---- Excerpted text
Note 21—Recent Accounting Pronouncements

        In January 2017, the Financial Accounting Standards Board ("FASB") issued Accounting Standards Update ("ASU") 2017-04, Intangibles-Goodwill and Other (Topic 350): Simplifying the Test for Goodwill Impairment. The new standard simplifies the subsequent measurement of goodwill by eliminating the second step of the goodwill impairment test. This ASU will be applied prospectively and is effective for annual or interim goodwill impairment tests in fiscal years beginning after December 15, 2019. The adoption of this standard is not expected to have a material impact on the Company's consolidated financial statements upon adoption.

        In January 2017, the FASB issued ASU No. 2017-01, Business Combinations (Topic 805): Clarifying the Definition of a Business. This new standard clarifies the definition of a business and provides a screen to determine when an integrated set of assets and activities is not a business. The screen requires that when substantially all of the fair value of the gross assets acquired (or disposed of) is concentrated in a single identifiable asset or a group of similar identifiable assets, the set is not a business. This new standard was adopted as of the effective date of January 1, 2018. The Company has evaluated the provisions of this standard and has determined that the impact of adoption of ASU No. 2017-01 was not material to the consolidated financial statements.

        In October 2016, the FASB issued ASU No. 2016-16, Income Taxes (Topic 740)—Intra-Entity Transfer of Assets Other than Inventory. The new standard requires recognition of current and deferred income taxes resulting from an intra-entity transfer of any asset (excluding inventory) when the transfer occurs. This is a change from existing U.S. GAAP which prohibits recognition of current and deferred income taxes until the asset is sold to a third party. This new standard was adopted as of the effective date of January 1, 2018. The Company has evaluated the provisions of this standard and has determined that the impact of adoption of ASU No. 2016-16 was not material to the consolidated financial statements.
--------
---- Dataset extract
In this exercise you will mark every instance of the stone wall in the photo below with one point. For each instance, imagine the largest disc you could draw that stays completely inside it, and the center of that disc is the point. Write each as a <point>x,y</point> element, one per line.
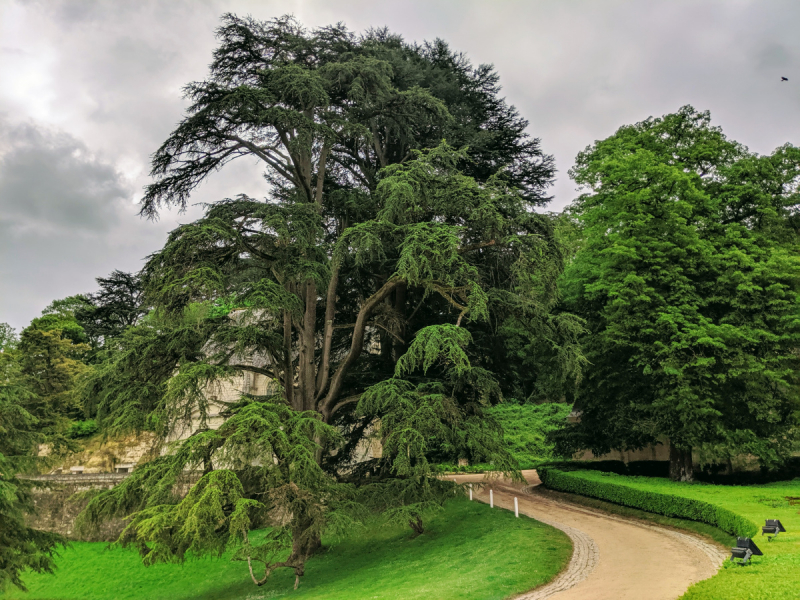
<point>59,499</point>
--------
Written problem:
Reproduce the full accounting pronouncements note word for word.

Exercise response:
Note 21—Recent Accounting Pronouncements

        In January 2017, the Financial Accounting Standards Board ("FASB") issued Accounting Standards Update ("ASU") 2017-04, Intangibles-Goodwill and Other (Topic 350): Simplifying the Test for Goodwill Impairment. The new standard simplifies the subsequent measurement of goodwill by eliminating the second step of the goodwill impairment test. This ASU will be applied prospectively and is effective for annual or interim goodwill impairment tests in fiscal years beginning after December 15, 2019. The adoption of this standard is not expected to have a material impact on the Company's consolidated financial statements upon adoption.

        In January 2017, the FASB issued ASU No. 2017-01, Business Combinations (Topic 805): Clarifying the Definition of a Business. This new standard clarifies the definition of a business and provides a screen to determine when an integrated set of assets and activities is not a business. The screen requires that when substantially all of the fair value of the gross assets acquired (or disposed of) is concentrated in a single identifiable asset or a group of similar identifiable assets, the set is not a business. This new standard was adopted as of the effective date of January 1, 2018. The Company has evaluated the provisions of this standard and has determined that the impact of adoption of ASU No. 2017-01 was not material to the consolidated financial statements.

        In October 2016, the FASB issued ASU No. 2016-16, Income Taxes (Topic 740)—Intra-Entity Transfer of Assets Other than Inventory. The new standard requires recognition of current and deferred income taxes resulting from an intra-entity transfer of any asset (excluding inventory) when the transfer occurs. This is a change from existing U.S. GAAP which prohibits recognition of current and deferred income taxes until the asset is sold to a third party. This new standard was adopted as of the effective date of January 1, 2018. The Company has evaluated the provisions of this standard and has determined that the impact of adoption of ASU No. 2016-16 was not material to the consolidated financial statements.